◆ **THE TASK**
Reproduce the items verbatim, from their first line through the line containing "900L656 915H670L676 922L691", with both of those lines included.

◆ **RECORDS**
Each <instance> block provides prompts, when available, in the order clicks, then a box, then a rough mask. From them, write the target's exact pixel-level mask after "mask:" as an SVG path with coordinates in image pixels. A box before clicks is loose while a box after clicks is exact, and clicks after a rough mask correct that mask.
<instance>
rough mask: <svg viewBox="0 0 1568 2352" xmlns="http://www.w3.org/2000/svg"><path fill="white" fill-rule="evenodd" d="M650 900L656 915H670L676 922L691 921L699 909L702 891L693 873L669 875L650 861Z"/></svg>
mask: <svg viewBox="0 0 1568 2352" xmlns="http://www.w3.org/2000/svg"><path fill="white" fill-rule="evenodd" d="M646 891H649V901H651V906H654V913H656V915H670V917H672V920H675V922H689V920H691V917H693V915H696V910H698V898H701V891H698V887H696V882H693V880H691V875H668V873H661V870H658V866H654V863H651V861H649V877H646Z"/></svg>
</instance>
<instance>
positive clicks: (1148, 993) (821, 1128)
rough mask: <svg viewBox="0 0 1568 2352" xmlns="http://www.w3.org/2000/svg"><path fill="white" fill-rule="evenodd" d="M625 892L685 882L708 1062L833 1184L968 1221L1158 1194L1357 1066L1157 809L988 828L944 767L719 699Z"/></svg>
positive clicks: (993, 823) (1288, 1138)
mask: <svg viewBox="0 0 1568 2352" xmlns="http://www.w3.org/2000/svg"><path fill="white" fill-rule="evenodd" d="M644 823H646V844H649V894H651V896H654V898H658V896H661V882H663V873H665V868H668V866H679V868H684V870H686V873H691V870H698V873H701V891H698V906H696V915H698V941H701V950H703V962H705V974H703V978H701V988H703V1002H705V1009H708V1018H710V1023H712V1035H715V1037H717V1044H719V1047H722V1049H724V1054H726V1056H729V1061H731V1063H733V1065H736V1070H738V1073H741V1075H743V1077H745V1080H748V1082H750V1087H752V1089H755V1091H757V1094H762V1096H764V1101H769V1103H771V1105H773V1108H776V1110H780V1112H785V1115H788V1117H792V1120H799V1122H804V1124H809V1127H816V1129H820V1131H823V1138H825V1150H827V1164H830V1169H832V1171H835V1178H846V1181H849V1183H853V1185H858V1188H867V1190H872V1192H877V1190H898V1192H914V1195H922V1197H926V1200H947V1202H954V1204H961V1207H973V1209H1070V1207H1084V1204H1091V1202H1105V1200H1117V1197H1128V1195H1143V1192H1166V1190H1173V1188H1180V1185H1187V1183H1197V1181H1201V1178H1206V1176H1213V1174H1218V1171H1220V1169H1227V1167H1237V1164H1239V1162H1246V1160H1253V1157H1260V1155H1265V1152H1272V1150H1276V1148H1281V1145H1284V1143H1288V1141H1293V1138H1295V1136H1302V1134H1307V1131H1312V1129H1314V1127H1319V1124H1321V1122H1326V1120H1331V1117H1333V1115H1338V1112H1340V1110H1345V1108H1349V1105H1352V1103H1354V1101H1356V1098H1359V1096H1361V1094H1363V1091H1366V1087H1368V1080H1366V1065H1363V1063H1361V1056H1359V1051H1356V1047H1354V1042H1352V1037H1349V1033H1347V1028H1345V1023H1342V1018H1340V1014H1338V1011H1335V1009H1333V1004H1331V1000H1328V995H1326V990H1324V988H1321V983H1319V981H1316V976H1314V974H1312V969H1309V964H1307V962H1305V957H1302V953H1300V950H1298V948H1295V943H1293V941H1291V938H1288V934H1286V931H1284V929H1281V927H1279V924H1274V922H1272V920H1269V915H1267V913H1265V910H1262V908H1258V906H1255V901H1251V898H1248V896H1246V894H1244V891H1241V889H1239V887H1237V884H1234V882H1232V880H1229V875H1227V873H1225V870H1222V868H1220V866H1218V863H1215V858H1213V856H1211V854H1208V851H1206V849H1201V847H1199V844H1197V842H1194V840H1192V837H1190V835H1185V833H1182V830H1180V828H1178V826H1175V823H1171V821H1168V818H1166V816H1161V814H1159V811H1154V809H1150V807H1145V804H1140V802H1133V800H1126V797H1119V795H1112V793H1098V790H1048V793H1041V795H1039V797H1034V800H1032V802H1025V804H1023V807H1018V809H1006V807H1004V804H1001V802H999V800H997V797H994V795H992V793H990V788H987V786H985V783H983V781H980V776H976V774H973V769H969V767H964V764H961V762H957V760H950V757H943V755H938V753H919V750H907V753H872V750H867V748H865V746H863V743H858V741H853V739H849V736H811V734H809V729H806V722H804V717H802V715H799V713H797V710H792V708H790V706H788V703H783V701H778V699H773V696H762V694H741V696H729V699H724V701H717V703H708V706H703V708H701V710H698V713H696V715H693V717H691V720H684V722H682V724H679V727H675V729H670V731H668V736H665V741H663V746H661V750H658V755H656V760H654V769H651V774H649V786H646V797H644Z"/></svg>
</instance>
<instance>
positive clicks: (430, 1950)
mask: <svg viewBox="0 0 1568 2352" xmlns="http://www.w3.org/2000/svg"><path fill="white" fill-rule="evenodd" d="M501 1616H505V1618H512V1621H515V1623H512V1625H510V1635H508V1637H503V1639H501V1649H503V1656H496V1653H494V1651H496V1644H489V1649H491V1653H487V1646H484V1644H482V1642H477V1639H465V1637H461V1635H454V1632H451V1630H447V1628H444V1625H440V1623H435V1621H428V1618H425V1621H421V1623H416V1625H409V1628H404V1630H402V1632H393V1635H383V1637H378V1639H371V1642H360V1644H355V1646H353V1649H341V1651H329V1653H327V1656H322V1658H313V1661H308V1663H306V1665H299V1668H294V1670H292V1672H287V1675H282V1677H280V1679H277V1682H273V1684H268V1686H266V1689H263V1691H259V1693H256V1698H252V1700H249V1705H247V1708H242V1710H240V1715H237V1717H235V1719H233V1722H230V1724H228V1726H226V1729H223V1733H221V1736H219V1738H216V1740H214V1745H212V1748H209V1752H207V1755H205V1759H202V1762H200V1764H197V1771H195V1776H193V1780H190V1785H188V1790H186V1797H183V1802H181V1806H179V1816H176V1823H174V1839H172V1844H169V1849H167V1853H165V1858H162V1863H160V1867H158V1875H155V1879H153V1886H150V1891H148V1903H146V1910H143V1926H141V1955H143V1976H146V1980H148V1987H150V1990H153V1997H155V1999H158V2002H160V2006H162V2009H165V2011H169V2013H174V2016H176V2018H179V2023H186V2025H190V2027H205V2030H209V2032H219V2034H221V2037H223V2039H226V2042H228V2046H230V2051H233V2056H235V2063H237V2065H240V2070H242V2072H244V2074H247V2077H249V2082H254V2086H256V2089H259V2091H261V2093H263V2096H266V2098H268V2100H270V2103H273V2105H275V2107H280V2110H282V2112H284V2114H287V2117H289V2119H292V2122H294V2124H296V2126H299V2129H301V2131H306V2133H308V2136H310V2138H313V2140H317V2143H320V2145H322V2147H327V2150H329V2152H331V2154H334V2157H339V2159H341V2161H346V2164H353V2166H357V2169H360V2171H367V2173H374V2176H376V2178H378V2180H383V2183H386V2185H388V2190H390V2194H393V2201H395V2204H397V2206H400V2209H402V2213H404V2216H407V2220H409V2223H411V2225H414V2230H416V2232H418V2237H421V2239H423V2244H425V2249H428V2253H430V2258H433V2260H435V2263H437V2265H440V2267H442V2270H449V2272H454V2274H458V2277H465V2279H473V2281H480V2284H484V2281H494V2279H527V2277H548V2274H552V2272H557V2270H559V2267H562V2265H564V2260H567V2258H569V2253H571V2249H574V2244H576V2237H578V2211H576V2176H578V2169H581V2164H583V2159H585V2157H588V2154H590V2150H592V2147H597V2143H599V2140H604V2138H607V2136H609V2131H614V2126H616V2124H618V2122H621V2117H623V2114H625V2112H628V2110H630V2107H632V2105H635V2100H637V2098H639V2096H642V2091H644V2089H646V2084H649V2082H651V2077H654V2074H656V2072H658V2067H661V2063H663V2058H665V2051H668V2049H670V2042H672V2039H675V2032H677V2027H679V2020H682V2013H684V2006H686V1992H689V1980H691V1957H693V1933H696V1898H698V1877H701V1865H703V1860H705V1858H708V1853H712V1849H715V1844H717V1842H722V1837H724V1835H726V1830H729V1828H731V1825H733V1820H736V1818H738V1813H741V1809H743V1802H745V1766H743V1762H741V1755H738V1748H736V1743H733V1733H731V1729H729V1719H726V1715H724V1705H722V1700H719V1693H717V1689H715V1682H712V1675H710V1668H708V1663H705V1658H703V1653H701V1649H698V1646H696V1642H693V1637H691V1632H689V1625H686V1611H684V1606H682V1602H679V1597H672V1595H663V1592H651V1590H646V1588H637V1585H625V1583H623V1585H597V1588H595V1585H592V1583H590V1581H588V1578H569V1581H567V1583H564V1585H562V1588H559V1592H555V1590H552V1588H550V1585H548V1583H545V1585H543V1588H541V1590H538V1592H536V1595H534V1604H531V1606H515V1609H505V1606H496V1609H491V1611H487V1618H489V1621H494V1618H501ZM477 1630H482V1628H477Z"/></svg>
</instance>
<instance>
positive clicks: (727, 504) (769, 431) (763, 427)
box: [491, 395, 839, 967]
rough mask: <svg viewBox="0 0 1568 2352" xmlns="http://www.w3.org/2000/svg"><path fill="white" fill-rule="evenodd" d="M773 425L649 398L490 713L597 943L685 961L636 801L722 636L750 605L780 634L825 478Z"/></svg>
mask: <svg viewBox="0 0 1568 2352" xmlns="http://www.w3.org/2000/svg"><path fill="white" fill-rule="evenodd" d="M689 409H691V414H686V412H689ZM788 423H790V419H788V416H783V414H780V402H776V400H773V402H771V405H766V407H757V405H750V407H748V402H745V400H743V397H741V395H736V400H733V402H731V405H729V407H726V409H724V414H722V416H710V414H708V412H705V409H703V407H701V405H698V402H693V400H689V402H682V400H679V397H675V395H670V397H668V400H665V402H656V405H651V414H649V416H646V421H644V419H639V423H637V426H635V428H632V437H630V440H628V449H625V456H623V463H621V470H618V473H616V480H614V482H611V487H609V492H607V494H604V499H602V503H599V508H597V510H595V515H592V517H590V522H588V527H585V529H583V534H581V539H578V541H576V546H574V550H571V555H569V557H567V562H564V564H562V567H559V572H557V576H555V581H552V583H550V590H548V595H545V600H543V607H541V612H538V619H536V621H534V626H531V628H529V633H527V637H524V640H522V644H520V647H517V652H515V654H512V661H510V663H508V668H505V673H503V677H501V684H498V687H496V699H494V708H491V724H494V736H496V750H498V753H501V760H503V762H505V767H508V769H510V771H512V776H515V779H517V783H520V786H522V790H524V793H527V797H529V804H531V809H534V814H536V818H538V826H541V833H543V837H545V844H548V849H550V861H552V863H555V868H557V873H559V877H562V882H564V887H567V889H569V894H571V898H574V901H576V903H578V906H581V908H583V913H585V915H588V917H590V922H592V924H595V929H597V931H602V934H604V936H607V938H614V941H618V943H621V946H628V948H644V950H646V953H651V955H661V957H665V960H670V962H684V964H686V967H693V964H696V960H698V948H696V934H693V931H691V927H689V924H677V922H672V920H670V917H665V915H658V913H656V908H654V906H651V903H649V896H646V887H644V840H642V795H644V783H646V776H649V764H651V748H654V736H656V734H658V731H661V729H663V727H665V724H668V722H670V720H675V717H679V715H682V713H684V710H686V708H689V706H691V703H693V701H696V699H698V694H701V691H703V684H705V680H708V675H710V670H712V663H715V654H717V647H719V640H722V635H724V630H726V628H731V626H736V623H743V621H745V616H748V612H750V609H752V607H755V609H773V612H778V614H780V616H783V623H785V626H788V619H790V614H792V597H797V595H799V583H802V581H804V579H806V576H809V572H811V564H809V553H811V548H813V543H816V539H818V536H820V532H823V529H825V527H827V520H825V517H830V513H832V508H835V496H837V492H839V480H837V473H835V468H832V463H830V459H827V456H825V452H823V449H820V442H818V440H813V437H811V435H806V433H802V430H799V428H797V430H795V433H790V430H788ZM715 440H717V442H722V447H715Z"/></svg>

◆ **RESPONSE TO THE TASK**
Each <instance> block provides prompts, when available, in the order clicks, then a box, then a rough mask. From them, write the target's exact pixel-level mask after "mask:" as an SVG path with coordinates in image pixels. A box before clicks is loose while a box after clicks is exact, and clicks after a rough mask correct that mask.
<instance>
rough mask: <svg viewBox="0 0 1568 2352" xmlns="http://www.w3.org/2000/svg"><path fill="white" fill-rule="evenodd" d="M650 900L656 915H670L676 922L691 921L699 909L702 891L693 873L669 875L650 861Z"/></svg>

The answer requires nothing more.